- PROBLEM REQUIREMENTS -
Format the listing below as a Markdown table with the columns "Number" and "Entry", covering everything from the line containing "Where can the black trousers" down to the line containing "(1116, 450)". Give each line its own numbered row and skip any blank lines.

- LISTING -
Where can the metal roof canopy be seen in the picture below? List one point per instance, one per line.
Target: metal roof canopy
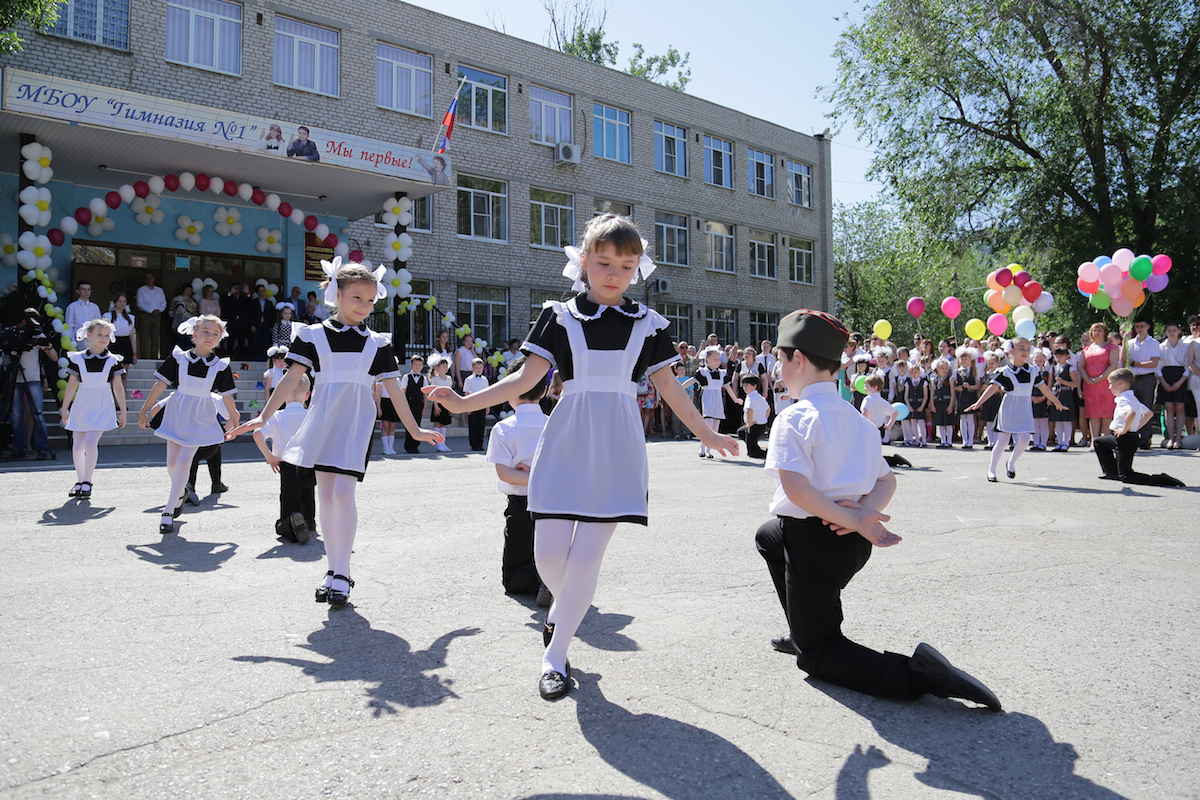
(79, 151)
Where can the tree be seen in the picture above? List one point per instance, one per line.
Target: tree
(39, 13)
(1068, 122)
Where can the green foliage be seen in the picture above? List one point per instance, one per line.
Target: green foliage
(39, 13)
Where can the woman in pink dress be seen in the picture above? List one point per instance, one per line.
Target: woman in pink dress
(1099, 359)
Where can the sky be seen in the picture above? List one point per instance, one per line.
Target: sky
(769, 61)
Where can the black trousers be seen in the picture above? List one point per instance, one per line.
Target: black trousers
(810, 565)
(517, 569)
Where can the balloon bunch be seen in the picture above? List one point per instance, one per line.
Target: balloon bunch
(1121, 283)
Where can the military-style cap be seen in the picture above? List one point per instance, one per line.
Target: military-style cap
(814, 331)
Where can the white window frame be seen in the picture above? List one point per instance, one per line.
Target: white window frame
(713, 148)
(727, 251)
(665, 133)
(396, 67)
(619, 121)
(469, 92)
(799, 260)
(491, 198)
(665, 230)
(562, 109)
(762, 173)
(319, 47)
(546, 217)
(763, 254)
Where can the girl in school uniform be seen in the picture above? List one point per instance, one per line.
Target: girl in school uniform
(189, 421)
(581, 485)
(347, 359)
(88, 405)
(1015, 417)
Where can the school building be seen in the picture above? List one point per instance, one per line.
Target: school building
(283, 128)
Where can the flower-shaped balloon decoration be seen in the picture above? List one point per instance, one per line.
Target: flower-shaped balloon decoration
(35, 205)
(189, 229)
(37, 163)
(228, 221)
(269, 241)
(148, 209)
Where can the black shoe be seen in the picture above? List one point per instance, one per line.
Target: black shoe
(948, 680)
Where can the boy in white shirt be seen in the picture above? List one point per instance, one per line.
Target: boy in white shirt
(831, 489)
(1116, 450)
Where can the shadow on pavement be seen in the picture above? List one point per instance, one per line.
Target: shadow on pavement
(177, 553)
(673, 758)
(970, 751)
(358, 653)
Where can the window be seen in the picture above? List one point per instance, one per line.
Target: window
(551, 218)
(403, 79)
(723, 322)
(483, 101)
(762, 254)
(550, 115)
(486, 310)
(762, 173)
(670, 149)
(763, 325)
(799, 184)
(718, 162)
(103, 22)
(681, 320)
(483, 209)
(610, 133)
(600, 206)
(305, 56)
(720, 247)
(799, 260)
(671, 238)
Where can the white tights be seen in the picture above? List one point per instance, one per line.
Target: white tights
(84, 451)
(339, 523)
(568, 554)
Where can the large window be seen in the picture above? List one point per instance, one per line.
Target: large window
(718, 162)
(762, 253)
(723, 322)
(762, 173)
(670, 149)
(550, 115)
(681, 320)
(483, 101)
(486, 310)
(103, 22)
(799, 260)
(671, 238)
(403, 79)
(720, 247)
(610, 133)
(483, 208)
(306, 56)
(799, 184)
(551, 218)
(204, 34)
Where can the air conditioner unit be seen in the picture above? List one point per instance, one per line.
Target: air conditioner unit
(567, 152)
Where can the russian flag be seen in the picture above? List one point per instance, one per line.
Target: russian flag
(448, 122)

- RESPONSE TO THE EXERCISE -
| Number | Entry |
|---|---|
| 1 | Where can the black trousers be seen in the picture above? List one point per instance, one per line. |
| 2 | Target: black trousers |
| 3 | (810, 565) |
| 4 | (517, 569) |
| 5 | Where can the balloon bunch be seen in the picture above? List one point per instance, one per line. |
| 6 | Target: balloon bunch |
| 7 | (1121, 283) |
| 8 | Where can the military-style cap be seen in the picture above? List one point per instance, one per line. |
| 9 | Target: military-style cap |
| 10 | (814, 331) |
| 11 | Where can the white window frame be seen in the picture above? List one point per instance, one per line. |
| 12 | Target: white window frame |
| 13 | (713, 148) |
| 14 | (727, 251) |
| 15 | (665, 133) |
| 16 | (396, 67) |
| 17 | (619, 121) |
| 18 | (469, 92) |
| 19 | (799, 260) |
| 20 | (491, 198) |
| 21 | (665, 230) |
| 22 | (562, 109) |
| 23 | (762, 173) |
| 24 | (319, 47) |
| 25 | (546, 217) |
| 26 | (763, 254) |
| 27 | Where can the girl in school uniform be seen in the picture above? List one point per instance, one per line. |
| 28 | Target: girl in school uniform |
| 29 | (189, 421) |
| 30 | (581, 485) |
| 31 | (347, 359) |
| 32 | (88, 405) |
| 33 | (1015, 417) |
| 34 | Where can the school building be seen in the picture above? List one point per instance, one per line. |
| 35 | Target: school building |
| 36 | (283, 128) |
| 37 | Where can the flower-shaped balloon decoration be seen in the picture above? List one point per instance, one per line. |
| 38 | Target: flower-shaped balloon decoration |
| 39 | (35, 205) |
| 40 | (189, 229) |
| 41 | (37, 163) |
| 42 | (228, 221) |
| 43 | (269, 241) |
| 44 | (148, 209) |
| 45 | Where can the black shoe be seen in the picture above? List one point per instance, one per line. |
| 46 | Target: black shoe |
| 47 | (948, 680) |
| 48 | Where can the boy in white shirt be seen in the picture above? List one point per instance, one per line. |
| 49 | Target: boy in white shirt |
| 50 | (831, 489) |
| 51 | (1116, 450) |